» What needs to be done:
Retype every entry exactly, character for character.

Data section section start

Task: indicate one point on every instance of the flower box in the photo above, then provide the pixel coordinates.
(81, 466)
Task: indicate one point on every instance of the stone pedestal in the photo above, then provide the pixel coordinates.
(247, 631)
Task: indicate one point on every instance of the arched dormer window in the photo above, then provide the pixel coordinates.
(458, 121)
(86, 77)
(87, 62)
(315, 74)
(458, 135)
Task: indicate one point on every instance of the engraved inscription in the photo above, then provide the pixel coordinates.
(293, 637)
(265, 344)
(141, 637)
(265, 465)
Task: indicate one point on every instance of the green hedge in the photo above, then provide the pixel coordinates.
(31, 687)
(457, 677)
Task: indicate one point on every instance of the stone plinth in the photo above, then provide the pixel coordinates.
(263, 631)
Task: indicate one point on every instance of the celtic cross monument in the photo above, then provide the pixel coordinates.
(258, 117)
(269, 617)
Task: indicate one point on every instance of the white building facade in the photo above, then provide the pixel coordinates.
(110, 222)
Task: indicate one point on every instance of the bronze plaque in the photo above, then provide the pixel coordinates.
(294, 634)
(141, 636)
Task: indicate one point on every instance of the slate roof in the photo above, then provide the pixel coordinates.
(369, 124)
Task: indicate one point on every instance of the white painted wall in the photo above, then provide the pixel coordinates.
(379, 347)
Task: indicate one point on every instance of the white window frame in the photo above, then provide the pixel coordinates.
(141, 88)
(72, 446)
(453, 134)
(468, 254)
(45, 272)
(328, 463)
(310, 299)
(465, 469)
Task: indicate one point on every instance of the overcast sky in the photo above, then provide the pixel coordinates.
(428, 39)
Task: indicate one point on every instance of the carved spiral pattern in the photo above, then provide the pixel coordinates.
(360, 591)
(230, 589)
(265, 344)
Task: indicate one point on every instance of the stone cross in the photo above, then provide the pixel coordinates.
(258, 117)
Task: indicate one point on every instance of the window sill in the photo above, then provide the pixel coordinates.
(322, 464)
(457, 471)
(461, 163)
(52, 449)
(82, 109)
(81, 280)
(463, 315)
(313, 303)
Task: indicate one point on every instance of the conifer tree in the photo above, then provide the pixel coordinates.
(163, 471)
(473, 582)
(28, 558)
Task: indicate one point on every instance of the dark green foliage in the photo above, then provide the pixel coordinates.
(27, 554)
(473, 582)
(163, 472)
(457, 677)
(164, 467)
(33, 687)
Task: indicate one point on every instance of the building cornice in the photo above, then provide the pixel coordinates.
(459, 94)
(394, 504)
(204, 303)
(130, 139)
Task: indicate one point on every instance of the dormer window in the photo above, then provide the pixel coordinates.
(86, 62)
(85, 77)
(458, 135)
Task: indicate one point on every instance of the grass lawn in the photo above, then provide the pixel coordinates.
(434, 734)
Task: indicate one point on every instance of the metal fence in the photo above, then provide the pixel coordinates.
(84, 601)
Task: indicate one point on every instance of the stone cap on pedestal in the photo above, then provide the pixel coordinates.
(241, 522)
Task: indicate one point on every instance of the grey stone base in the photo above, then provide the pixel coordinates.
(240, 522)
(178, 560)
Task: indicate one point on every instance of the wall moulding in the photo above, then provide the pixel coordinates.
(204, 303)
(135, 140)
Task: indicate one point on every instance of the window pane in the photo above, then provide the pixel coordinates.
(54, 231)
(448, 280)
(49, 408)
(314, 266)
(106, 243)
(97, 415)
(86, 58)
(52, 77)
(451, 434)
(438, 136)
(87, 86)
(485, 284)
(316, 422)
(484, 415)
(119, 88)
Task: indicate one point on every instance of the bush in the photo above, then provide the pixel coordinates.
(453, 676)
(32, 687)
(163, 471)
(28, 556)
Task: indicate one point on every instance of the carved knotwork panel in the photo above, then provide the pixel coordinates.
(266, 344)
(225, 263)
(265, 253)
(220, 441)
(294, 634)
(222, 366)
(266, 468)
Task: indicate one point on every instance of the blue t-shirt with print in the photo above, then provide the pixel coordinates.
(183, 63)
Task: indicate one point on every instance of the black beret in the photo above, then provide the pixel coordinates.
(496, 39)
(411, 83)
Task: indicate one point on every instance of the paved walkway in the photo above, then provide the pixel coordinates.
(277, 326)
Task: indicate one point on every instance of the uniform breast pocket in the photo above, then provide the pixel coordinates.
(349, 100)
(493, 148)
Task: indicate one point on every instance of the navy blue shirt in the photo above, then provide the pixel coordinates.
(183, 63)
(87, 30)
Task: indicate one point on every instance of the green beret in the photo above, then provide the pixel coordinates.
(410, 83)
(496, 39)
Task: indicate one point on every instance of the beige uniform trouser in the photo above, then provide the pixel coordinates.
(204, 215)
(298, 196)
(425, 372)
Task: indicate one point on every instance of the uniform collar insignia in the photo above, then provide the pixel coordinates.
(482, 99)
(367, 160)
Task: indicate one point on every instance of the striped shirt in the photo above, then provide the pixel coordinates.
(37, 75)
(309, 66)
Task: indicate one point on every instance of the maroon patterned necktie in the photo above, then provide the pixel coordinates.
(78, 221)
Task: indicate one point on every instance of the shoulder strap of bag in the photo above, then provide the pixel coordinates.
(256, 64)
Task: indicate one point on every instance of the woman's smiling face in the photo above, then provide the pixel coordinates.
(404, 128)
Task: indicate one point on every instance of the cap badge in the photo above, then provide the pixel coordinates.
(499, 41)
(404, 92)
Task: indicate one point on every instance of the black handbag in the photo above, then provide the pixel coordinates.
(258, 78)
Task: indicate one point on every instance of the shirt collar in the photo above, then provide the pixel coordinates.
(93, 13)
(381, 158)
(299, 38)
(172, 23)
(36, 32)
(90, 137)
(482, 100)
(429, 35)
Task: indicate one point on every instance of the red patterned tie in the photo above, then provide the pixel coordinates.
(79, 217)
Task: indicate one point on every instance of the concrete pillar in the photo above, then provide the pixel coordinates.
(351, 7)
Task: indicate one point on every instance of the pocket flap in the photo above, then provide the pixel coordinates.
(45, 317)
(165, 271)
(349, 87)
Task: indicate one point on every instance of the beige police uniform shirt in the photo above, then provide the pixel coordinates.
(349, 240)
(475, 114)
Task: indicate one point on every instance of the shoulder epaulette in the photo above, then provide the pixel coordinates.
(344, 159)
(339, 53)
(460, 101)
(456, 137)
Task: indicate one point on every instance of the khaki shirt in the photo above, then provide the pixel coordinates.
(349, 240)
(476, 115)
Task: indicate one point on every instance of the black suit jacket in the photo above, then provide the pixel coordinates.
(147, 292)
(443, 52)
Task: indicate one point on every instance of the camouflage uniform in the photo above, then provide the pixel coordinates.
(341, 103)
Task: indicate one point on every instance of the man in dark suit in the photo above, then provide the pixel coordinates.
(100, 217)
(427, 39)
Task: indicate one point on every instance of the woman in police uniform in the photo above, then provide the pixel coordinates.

Data section section end

» Result:
Task: indicate one point on every instance of the flower box in the photo above, then provide the pixel coordinates.
(81, 466)
Task: indicate one point on every instance of the stone pedestal in the photo above, then provide the pixel coordinates.
(247, 631)
Task: indicate one point on every instance of the arched dormer window in the photo above, then provide the pixel coordinates.
(458, 121)
(86, 77)
(87, 62)
(315, 74)
(458, 135)
Task: indicate one point on every instance of the engraved inscription in the photo above, then provide the pixel coordinates.
(293, 637)
(265, 344)
(141, 637)
(265, 465)
Task: indicate one point on every instance of the green hedge in the photo above, then provide the pixel coordinates.
(31, 687)
(457, 677)
Task: indicate one point on every instance of the stone plinth in the photo above, then provide the pixel coordinates.
(263, 631)
Task: indicate one point on every instance of the celtic cross monument in the photo above, then provide the pixel coordinates.
(258, 117)
(269, 617)
Task: indicate one point on every instance of the white building facade in the photo above, then provide the pixel coordinates.
(110, 222)
Task: indicate one point on every instance of the bronze plaque in the photo above, then provide the pixel coordinates.
(294, 634)
(141, 636)
Task: indicate one point on every instance of the slate roof in the photo above, then provide the pixel coordinates.
(369, 124)
Task: indicate one point on every instance of the white painted wall in the photo above, then provide the pixel coordinates.
(379, 347)
Task: indicate one point on every instance of the white window frame in the photo above, then provide the pixel coordinates.
(141, 88)
(72, 446)
(453, 134)
(468, 254)
(45, 272)
(328, 463)
(310, 299)
(465, 469)
Task: indicate one point on every instance of the overcast sky in the photo above, then provide the pixel coordinates.
(428, 39)
Task: indicate one point on every instance of the carved spiral pattern in the photo above, then provide the pixel coordinates.
(360, 591)
(230, 589)
(265, 344)
Task: indicate one point on every instance of the stone cross in the photo above, then provide the pixel coordinates.
(258, 117)
Task: indicate one point on every instance of the window sill in the photo above, then provide the pixel coordinates.
(322, 464)
(457, 471)
(461, 163)
(52, 449)
(82, 109)
(81, 280)
(463, 315)
(313, 303)
Task: indicate one point on every instance of the conifer tree in the photo above, then provide the pixel coordinates.
(163, 471)
(473, 582)
(28, 558)
Task: indicate one point on every instance of the dark green foliage in the photo above, then provide the pixel coordinates.
(27, 554)
(473, 582)
(163, 472)
(457, 677)
(164, 467)
(33, 687)
Task: indicate one point on every instance of the building cornice in the photo above, then provide the pixel coordinates.
(459, 94)
(394, 504)
(204, 303)
(130, 139)
Task: indicate one point on every instance of the dormer window in the photo above, then provide the pixel coordinates.
(86, 62)
(85, 77)
(458, 135)
Task: indicate one point on every instance of the grass lawn in the photo above, then provide the pixel coordinates.
(434, 734)
Task: indicate one point on every instance of the metal fence in the photo above, then provide the pixel coordinates.
(84, 601)
Task: indicate one point on every instance of the stone cap on pedestal in the photo above, then provide the pixel coordinates.
(241, 522)
Task: indicate one point on every instance of the grey stone base in the photo above, then provide the pixel coordinates.
(240, 522)
(178, 560)
Task: indicate one point on every instance of the wall moulding in the photo above, then provide the pixel coordinates.
(204, 303)
(135, 140)
Task: indicate one point on every instance of the window pane in the photo above, then provide the pixel coordinates.
(54, 231)
(448, 280)
(49, 408)
(314, 266)
(106, 243)
(97, 415)
(86, 58)
(52, 77)
(451, 434)
(438, 136)
(87, 86)
(485, 284)
(316, 422)
(484, 415)
(119, 88)
Task: indicate one point on every instance of the bush in the photo above, then provide the pixel coordinates.
(453, 676)
(32, 687)
(163, 471)
(28, 556)
Task: indicate one point on every instance of the carved knotwork panel in the photo above, then provide the pixel coordinates.
(266, 344)
(225, 263)
(265, 253)
(220, 441)
(294, 634)
(222, 366)
(266, 468)
Task: indicate one point on every instance of the blue t-shirt with print in the photo above, then provide the pixel coordinates.
(183, 63)
Task: indicate one point on every instance of the black beret in the photo above, then provide the pixel coordinates.
(496, 39)
(411, 83)
Task: indicate one point on every instance of the paved walkway in the photo above, then provide the pixel coordinates.
(277, 326)
Task: indicate one point on every instance of the uniform breast pocket in the photo above, then provide the pixel coordinates.
(349, 100)
(493, 148)
Task: indicate one point on every instance of the navy blue shirt in the photo above, then provide the pixel coordinates.
(183, 63)
(87, 30)
Task: indicate one point on every instance of the green beret in the photo above, then provide the pixel coordinates.
(410, 83)
(496, 39)
Task: indicate one point on every instance of the beige uniform trouser in the photo above, then provide the pixel coordinates.
(204, 215)
(298, 196)
(425, 372)
Task: indicate one point on every instance of the uniform collar insignia in the photo above, then provide the pixel coordinates.
(482, 99)
(367, 160)
Task: indicate one point on every instance of the striped shirt in the photo above, then provide the pixel coordinates.
(37, 75)
(309, 66)
Task: indicate one point on every instance of the maroon patterned necktie in the photo above, then provide the pixel coordinates.
(78, 221)
Task: indicate one point on every instance of the shoulder strap of bag in the photo above, then provide the pixel coordinates.
(256, 64)
Task: indicate one point on every instance of the woman's smiling face in the photo above, then provide the pixel coordinates.
(404, 128)
Task: indicate one point on every instance of the cap badge in the photo above, then provide the pixel coordinates.
(499, 41)
(404, 92)
Task: indicate one point on every instance of the black handbag in the photo above, then provide the pixel coordinates.
(258, 78)
Task: indicate one point on every instance of the shirt collar in the photo above, then provide the pixel coordinates.
(93, 13)
(381, 158)
(299, 38)
(172, 23)
(36, 32)
(90, 137)
(482, 100)
(429, 35)
Task: indicate one point on every instance of the red patterned tie in the photo above, then provide the pixel coordinates.
(79, 217)
Task: indicate one point on every instance of the concrete pillar in the photo above, then provide the pixel coordinates.
(351, 7)
Task: indicate one point on every instance of the pocket flap in the photo above, then provide the pixel coordinates.
(45, 317)
(165, 271)
(349, 87)
Task: indicate one point on every instance of the beige police uniform shirt in the photo above, then provide the pixel coordinates.
(349, 240)
(475, 114)
Task: indicate one point on every instance of the shoulder epaulette in the photo above, then provide the pixel coordinates.
(344, 159)
(339, 53)
(460, 101)
(456, 137)
Task: indicate one point on every instance of the khaki shirt in the photo above, then provide the pixel coordinates.
(349, 240)
(476, 115)
Task: indicate one point on every instance of the black suit jacket in the photo above, then provide the pixel coordinates.
(147, 292)
(443, 52)
Task: indicate one point on every instance of the camouflage uniform in the photo above, then provide the pixel coordinates.
(341, 103)
Task: indicate one point on every instance of the man in dark suit in the photo above, then provide the pixel coordinates.
(100, 217)
(427, 39)
Task: indicate one point on every instance of the woman in police uniform in the photo above, then provide the pixel coordinates.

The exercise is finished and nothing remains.